**Task:** In the records below, copy word for word the lines from the one containing "reflection of hillside." up to and including the one containing "x=958 y=428".

**Records for this exercise:**
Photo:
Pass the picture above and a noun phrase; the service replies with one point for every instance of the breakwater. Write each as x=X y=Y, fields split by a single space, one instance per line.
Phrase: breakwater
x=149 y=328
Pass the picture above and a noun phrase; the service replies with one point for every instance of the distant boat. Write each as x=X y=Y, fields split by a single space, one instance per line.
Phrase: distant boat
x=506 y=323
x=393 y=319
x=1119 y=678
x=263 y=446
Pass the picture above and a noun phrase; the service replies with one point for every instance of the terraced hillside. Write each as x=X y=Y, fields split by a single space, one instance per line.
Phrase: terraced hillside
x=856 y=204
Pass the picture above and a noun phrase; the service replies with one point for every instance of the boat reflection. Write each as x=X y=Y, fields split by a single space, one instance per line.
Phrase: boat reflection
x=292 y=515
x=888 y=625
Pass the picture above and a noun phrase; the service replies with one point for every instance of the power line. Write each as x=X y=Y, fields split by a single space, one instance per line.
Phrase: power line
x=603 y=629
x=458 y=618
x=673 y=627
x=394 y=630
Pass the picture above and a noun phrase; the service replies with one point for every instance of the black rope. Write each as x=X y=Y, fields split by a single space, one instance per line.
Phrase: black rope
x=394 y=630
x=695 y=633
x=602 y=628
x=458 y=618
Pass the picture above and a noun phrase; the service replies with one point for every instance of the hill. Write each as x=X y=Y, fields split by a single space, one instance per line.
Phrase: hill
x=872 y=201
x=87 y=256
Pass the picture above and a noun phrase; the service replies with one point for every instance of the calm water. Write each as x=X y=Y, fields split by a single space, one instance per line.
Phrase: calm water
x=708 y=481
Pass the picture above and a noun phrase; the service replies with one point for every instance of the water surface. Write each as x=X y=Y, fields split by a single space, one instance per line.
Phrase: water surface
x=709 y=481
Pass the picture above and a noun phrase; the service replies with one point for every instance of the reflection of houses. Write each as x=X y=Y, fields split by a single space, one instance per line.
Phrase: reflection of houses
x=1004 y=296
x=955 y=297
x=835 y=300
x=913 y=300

---

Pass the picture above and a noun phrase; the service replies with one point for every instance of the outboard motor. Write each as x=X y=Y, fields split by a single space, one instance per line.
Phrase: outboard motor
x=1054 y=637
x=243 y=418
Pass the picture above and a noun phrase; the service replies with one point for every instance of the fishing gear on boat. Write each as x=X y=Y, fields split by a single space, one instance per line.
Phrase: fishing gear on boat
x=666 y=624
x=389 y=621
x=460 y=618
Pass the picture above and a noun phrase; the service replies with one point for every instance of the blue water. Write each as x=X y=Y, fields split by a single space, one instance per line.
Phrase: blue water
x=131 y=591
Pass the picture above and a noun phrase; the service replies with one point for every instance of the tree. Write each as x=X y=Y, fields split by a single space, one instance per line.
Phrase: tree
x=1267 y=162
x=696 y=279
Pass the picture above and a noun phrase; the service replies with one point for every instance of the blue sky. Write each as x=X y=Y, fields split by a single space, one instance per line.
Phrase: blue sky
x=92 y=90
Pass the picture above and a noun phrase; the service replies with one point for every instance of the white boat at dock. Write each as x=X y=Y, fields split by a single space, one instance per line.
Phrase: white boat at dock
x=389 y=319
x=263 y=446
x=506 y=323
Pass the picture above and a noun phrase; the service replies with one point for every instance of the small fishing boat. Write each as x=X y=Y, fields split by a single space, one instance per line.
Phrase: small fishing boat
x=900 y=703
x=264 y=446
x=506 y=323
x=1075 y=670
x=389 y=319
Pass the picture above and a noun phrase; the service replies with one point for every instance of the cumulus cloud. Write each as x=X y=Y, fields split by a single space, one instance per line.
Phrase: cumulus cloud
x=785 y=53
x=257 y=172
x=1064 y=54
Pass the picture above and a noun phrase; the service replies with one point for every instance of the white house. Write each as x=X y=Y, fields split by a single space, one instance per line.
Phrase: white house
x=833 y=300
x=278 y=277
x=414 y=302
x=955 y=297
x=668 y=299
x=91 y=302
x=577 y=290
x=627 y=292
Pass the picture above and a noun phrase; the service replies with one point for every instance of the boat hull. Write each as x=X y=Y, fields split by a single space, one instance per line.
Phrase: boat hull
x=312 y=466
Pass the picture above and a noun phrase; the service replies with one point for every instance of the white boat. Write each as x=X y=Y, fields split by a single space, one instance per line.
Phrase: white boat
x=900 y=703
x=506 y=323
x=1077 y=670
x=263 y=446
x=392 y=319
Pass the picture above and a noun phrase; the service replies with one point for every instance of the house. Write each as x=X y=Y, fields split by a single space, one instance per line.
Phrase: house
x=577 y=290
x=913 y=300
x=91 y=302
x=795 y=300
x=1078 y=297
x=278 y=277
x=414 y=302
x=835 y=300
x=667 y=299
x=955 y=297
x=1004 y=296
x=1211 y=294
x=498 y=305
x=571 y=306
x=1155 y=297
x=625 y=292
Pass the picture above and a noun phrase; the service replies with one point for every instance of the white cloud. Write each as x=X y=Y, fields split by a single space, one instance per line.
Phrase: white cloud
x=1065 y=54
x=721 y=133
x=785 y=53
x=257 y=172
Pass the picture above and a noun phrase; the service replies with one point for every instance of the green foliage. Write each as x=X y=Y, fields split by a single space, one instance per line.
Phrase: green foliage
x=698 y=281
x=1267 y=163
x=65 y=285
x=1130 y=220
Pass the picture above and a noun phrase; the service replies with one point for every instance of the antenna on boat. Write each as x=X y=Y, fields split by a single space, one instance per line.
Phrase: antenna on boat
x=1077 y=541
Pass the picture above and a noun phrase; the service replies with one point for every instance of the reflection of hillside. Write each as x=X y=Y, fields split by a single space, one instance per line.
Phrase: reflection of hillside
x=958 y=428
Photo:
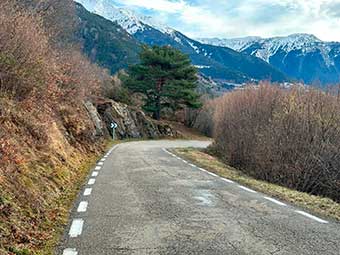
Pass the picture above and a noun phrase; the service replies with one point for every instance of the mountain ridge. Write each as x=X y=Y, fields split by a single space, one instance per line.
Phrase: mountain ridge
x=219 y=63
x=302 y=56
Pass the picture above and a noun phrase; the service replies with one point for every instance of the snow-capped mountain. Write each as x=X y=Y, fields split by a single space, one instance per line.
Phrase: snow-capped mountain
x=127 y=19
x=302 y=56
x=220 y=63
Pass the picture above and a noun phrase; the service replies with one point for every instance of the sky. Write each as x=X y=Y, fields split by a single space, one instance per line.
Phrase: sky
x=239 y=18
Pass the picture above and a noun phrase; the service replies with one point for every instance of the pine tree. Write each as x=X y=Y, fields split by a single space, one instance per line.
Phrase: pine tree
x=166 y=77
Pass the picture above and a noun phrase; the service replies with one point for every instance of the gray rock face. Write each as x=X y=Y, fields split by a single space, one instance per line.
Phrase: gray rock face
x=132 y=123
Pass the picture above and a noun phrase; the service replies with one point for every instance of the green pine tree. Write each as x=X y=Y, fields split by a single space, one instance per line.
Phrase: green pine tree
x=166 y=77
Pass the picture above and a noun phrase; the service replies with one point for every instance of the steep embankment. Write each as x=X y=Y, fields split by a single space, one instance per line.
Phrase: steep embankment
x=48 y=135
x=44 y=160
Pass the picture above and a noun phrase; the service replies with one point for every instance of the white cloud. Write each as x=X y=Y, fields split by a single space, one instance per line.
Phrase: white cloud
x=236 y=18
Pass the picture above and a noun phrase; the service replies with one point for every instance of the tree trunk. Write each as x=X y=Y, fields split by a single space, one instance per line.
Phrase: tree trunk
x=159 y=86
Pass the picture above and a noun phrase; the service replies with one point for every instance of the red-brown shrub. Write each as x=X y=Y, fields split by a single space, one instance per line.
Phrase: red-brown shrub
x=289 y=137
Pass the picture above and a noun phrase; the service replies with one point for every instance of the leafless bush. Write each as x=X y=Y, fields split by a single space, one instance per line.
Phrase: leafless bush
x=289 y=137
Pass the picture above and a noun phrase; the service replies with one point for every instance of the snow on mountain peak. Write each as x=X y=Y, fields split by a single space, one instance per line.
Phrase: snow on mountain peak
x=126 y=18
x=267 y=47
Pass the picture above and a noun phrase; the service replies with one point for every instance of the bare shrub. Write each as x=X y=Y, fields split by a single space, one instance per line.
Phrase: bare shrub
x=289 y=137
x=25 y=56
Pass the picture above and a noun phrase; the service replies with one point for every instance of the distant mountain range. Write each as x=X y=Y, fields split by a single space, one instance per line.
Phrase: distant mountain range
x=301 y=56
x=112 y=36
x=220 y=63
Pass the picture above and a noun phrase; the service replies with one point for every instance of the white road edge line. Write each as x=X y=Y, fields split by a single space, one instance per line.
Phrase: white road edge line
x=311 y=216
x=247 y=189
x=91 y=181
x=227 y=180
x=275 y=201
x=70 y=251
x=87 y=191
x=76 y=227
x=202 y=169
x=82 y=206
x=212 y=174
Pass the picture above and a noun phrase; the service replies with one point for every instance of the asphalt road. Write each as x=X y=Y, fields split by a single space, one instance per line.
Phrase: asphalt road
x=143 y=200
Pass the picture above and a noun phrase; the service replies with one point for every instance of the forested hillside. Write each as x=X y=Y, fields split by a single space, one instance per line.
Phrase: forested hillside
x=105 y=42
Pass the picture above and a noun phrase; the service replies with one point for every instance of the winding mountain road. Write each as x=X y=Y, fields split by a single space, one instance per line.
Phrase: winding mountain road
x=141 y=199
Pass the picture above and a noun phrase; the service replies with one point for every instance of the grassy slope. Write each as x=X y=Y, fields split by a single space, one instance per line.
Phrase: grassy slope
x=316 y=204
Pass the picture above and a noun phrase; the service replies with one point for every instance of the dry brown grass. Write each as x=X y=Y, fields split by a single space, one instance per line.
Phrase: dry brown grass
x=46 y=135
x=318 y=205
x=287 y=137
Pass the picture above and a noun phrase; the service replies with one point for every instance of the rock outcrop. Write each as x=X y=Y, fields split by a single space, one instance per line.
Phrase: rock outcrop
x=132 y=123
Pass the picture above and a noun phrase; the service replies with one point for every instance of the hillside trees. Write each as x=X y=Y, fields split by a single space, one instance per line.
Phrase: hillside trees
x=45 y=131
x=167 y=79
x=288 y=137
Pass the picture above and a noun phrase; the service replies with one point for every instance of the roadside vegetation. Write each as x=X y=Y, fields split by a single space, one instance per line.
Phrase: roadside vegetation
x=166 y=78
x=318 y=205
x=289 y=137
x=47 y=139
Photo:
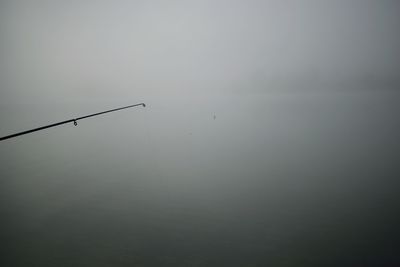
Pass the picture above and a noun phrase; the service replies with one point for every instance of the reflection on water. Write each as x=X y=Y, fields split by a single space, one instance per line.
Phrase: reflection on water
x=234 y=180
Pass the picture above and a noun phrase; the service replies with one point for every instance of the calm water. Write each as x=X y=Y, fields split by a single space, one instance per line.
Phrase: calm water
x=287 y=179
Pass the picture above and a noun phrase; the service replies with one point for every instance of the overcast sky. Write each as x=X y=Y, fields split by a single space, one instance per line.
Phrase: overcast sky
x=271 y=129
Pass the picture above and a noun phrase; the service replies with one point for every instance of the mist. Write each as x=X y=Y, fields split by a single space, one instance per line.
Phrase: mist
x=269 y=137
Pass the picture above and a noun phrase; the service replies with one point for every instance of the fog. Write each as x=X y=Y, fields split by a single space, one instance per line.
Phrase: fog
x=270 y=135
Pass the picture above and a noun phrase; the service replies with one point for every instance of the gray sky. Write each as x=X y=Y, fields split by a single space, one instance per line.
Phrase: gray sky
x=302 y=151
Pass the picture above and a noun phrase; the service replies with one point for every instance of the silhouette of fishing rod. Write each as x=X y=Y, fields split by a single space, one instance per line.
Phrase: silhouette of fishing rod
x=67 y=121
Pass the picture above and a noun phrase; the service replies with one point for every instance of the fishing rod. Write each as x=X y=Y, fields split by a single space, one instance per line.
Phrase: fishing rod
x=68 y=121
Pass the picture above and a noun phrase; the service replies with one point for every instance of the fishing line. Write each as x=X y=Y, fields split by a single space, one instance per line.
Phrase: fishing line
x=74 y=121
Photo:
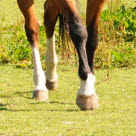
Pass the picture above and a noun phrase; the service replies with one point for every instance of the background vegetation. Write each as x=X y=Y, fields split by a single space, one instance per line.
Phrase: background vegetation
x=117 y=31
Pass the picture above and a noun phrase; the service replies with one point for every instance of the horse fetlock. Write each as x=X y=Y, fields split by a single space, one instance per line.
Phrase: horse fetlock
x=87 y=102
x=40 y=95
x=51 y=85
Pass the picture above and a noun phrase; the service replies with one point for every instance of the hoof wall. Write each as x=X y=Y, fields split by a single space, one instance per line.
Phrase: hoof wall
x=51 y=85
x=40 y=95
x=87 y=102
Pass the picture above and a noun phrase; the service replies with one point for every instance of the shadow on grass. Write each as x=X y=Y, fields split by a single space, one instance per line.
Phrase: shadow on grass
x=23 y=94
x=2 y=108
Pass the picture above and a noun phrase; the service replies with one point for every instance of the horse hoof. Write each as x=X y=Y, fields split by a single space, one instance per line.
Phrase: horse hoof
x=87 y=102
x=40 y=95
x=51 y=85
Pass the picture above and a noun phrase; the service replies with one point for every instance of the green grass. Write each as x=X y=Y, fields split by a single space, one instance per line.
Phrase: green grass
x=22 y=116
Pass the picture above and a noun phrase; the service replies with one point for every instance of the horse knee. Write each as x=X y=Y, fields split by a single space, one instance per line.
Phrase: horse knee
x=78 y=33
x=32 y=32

**In response:**
Pass the picture above and a noun phrase; the service replies with one point for every instance of the reflection of hillside. Write each as x=X y=Y, fields split by a single space, one instance per line.
Phrase: reflection of hillside
x=958 y=428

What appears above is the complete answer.